┏━━
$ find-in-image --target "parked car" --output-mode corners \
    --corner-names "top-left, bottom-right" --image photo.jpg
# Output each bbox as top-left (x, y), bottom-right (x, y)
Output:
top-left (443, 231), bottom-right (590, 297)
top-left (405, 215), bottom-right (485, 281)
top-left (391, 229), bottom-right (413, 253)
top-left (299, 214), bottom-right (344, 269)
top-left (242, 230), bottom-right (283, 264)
┗━━
EXERCISE DIRECTIONS
From the first line to the last, return the data exactly as written.

RESPONSE
$ find-in-image --target "parked car" --output-mode corners \
    --corner-names "top-left, bottom-right" --image photo.jpg
# Output each bbox as top-left (x, y), bottom-right (x, y)
Output:
top-left (443, 231), bottom-right (590, 297)
top-left (405, 215), bottom-right (485, 281)
top-left (391, 229), bottom-right (413, 253)
top-left (299, 214), bottom-right (344, 269)
top-left (242, 230), bottom-right (283, 264)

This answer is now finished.